The CPPIB launched its aggressive infrastructure investment plan roughly five years ago.
“We’ve been looking globally at infrastructure assets,” Bourbonnais said, adding policy conditions in Australia and the U.K. are quite favourable right now.
Bourbonnais said the fund will likely pursue other deals with similar characteristics as Intoll.
“The predictability of the return and long-term ownership of those assets fit well with our mandate,” Bourbonnais said.
The CPPIB has assets totalling $127.6 billion after funds returned to pre-recession levels earlier this year.
Today, the CPPIB receives more contributions from working Canadians than it pays out in benefits. But that is expected to reverse by 2021, when Canada’s workforce is expected to shrink to new lows and the elderly population explodes.
In the 1990s, the CPPIB began to diversify its holdings, moving into equities, public properties then private spaces. Before then, the fund only invested in government bonds.
Today, the CPPIB generally operates with the rationale that the right mix of private assets can perform better than public ones in the long run.
The Canada Pension Plan is a partially funded plan. Contributions are expected to exceed annual benefits paid through to 2021 and there is no need to use current income to pay benefits for another 11 years.
Why is this important? Because unlike fully funded plans, it's investment process doesn't center around matching assets with liabilities. CPPIB can take on more long-term risk in illiquid assets if it feels there are compelling reasons to be investing in these assets.
Go back to read David Denison's speech on what it means to be a Long-Term Investor. I quote:
My last precondition for acting as a long-term investor perhaps states the obvious, and that is that your investment process actually has to incorporate long horizon valuation factors.
As obvious as this may sound, relatively few investment processes actually operate this way. In addition to the points already noted, another simple reason is that investment managers who are measured, rewarded, and can be hired/fired over increasingly short periods are not likely to build investment processes that identify valuation anomalies that may take 5 years to materialize.
In practice it means that those managers aren’t likely to buy real estate in a falling market with the expectation that they will have to mark it down in the near term even though its risk adjusted returns over a ten-year timeframe may be compelling – it’s also worth pointing out of course that those real estate assets are not necessarily for sale when times are good.
It means investors won’t likely defer receipt of current dividends from an infrastructure asset for example in order to instead re-invest to improve the efficiency or capacity of the asset to generate future returns. And it means that such managers are not likely to invest resources into researching and identifying long horizon factor models that are different from most standard investment programs.
Another reason why CPPIB and other Canadian pension funds are snapping up global real estate and infrastructure assets? Look at the appreciation of the Canadian dollar over the last year (chart above versus USD but CAD has also appreciated versus the Euro). The strong CAD makes these foreign assets a lot cheaper, allowing these mega funds to snap up assets on the cheap using a strong commodity currency.

Dataset excerpts ->
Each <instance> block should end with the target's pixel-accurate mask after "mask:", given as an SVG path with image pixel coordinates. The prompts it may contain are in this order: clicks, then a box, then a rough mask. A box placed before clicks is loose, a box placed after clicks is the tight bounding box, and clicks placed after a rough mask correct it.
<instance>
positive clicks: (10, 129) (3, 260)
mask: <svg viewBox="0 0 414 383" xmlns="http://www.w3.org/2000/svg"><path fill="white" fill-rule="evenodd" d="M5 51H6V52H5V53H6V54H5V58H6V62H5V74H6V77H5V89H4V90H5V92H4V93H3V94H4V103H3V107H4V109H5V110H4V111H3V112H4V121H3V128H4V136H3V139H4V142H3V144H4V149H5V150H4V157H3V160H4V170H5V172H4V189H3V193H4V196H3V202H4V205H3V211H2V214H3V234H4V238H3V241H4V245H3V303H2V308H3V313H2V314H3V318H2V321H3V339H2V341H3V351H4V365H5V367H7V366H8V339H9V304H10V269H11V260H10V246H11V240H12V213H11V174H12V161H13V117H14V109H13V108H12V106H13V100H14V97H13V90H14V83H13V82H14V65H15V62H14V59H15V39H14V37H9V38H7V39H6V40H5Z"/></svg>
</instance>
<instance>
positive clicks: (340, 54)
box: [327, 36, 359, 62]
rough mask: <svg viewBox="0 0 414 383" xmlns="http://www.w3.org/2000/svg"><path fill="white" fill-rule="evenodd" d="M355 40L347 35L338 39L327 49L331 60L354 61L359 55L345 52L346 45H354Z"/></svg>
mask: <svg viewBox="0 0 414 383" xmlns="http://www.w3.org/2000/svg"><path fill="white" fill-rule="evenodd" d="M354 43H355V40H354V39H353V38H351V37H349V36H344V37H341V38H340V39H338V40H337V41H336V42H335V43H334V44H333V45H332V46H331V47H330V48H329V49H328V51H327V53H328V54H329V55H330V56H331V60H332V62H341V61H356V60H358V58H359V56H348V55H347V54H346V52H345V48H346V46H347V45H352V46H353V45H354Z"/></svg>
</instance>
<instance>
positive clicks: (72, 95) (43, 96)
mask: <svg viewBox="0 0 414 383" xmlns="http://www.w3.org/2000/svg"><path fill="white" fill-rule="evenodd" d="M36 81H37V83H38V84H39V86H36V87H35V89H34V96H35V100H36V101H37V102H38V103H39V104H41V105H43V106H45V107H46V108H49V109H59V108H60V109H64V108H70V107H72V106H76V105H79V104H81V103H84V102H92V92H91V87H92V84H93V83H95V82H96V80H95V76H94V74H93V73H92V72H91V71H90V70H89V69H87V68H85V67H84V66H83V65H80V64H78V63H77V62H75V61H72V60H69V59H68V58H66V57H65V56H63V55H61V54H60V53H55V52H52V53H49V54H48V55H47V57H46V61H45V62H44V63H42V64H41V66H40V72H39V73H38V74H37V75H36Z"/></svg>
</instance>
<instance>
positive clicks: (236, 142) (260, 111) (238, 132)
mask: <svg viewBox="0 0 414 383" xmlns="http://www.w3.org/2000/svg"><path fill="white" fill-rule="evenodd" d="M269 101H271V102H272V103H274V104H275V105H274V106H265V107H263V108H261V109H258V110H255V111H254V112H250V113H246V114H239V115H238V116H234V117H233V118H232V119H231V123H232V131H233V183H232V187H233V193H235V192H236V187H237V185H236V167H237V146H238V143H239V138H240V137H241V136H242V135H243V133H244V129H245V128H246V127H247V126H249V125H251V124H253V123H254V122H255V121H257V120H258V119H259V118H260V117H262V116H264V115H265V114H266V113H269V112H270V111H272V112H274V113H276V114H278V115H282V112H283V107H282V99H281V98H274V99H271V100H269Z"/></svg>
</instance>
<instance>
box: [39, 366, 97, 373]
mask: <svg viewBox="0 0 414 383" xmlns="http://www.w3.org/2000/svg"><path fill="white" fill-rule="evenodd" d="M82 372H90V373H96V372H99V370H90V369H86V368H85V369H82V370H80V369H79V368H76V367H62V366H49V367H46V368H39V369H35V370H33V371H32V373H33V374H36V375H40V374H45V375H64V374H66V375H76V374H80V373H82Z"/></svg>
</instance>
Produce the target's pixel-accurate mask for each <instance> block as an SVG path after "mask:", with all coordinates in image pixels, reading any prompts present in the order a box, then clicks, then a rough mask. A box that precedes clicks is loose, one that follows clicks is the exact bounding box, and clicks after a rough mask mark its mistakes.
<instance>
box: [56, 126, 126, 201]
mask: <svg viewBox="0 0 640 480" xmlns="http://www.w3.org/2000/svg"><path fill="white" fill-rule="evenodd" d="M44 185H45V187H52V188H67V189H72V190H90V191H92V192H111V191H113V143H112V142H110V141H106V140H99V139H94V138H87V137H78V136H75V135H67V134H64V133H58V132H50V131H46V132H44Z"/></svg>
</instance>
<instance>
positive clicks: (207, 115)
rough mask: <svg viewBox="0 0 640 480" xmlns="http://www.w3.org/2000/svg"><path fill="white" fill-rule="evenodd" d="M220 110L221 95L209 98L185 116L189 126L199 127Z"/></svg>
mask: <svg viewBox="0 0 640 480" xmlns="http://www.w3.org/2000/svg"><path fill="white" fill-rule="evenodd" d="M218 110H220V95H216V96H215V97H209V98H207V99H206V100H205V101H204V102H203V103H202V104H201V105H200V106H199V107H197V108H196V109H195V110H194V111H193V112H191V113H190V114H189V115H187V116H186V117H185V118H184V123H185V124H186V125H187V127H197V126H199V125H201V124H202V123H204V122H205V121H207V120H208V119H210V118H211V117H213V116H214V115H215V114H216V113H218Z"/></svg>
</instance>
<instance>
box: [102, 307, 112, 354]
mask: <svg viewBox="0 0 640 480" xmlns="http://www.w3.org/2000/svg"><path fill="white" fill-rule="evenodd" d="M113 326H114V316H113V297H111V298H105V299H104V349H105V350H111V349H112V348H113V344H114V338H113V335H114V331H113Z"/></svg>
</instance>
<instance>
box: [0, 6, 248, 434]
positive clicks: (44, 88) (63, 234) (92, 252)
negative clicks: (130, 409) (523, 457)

* * *

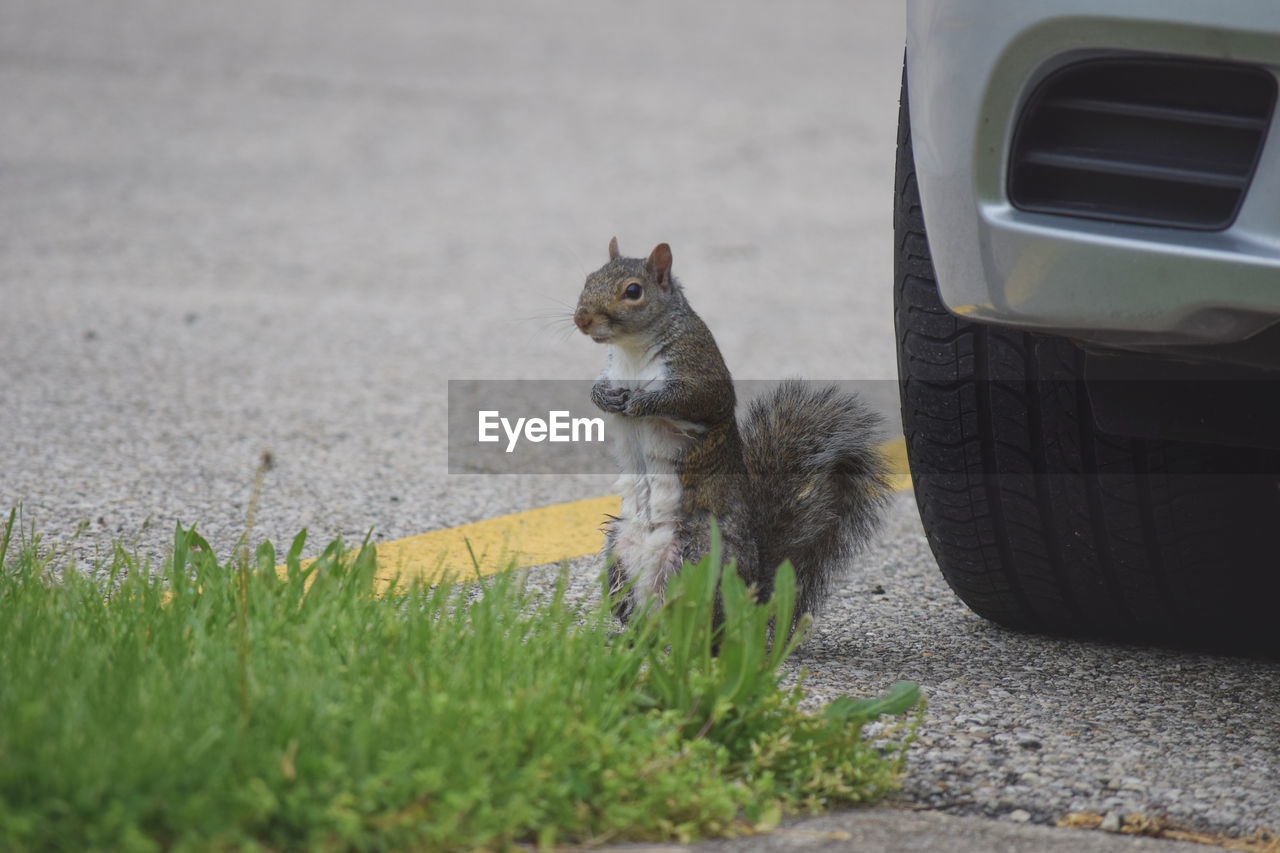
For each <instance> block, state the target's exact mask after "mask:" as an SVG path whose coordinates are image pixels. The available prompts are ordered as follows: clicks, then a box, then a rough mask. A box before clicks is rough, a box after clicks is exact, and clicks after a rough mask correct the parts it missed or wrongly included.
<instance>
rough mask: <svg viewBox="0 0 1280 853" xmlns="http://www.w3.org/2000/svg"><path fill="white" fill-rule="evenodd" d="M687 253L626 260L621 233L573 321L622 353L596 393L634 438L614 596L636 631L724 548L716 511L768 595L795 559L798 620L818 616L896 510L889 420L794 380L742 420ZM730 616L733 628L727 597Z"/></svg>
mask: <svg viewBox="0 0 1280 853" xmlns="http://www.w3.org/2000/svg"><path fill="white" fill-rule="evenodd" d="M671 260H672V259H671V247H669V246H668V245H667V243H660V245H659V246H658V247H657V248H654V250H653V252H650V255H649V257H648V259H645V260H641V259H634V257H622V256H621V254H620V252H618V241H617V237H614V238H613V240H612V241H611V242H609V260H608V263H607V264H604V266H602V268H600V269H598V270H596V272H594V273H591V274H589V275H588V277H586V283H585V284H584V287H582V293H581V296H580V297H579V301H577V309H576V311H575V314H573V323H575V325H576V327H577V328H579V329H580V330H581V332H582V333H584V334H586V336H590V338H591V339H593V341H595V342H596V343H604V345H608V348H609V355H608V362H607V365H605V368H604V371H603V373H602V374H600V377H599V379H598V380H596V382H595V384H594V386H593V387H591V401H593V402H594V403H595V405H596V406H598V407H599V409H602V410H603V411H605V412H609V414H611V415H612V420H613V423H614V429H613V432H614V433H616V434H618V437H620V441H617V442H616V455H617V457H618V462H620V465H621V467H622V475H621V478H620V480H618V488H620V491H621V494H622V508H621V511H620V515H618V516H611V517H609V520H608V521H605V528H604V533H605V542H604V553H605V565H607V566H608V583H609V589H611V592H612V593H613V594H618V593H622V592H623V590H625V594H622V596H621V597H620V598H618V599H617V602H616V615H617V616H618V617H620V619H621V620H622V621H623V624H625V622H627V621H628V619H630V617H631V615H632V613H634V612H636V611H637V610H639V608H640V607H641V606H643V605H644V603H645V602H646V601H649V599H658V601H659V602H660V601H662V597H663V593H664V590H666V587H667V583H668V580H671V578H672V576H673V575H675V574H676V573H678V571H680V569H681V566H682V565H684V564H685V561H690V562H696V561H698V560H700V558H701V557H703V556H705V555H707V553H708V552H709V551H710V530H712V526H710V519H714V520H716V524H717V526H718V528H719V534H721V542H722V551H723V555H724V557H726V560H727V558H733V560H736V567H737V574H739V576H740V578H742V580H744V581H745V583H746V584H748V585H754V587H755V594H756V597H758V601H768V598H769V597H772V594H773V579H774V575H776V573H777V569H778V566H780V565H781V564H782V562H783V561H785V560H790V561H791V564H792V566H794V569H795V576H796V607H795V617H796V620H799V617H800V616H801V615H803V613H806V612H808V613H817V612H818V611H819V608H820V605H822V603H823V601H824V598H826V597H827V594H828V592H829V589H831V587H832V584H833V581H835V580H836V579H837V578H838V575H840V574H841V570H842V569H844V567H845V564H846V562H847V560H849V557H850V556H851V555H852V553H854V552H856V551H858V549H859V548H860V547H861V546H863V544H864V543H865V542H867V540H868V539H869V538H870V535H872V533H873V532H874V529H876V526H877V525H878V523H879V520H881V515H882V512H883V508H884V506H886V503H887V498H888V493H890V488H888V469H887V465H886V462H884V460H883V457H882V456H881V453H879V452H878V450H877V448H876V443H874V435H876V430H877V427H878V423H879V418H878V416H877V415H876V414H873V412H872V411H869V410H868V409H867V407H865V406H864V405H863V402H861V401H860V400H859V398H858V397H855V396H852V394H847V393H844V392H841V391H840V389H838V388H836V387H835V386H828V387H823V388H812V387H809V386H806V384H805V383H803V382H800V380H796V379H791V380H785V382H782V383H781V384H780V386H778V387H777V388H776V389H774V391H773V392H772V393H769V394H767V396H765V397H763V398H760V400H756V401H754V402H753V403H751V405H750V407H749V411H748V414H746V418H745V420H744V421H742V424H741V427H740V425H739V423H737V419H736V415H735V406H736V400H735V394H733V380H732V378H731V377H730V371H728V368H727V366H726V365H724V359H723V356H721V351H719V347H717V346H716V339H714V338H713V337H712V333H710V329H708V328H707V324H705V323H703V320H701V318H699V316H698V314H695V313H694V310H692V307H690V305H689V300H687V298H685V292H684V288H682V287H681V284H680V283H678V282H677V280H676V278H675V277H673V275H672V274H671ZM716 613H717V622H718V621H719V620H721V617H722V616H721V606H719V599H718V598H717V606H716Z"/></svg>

Exercise prompt ->
Render this sentence from the passage on the CPPIB's infrastructure investments into French: "The CPPIB launched its aggressive infrastructure investment plan roughly five years ago."

Task solution ->
Le CPPIB a lancé son plan agressif d'investissement dans les infrastructures il y a environ cinq ans.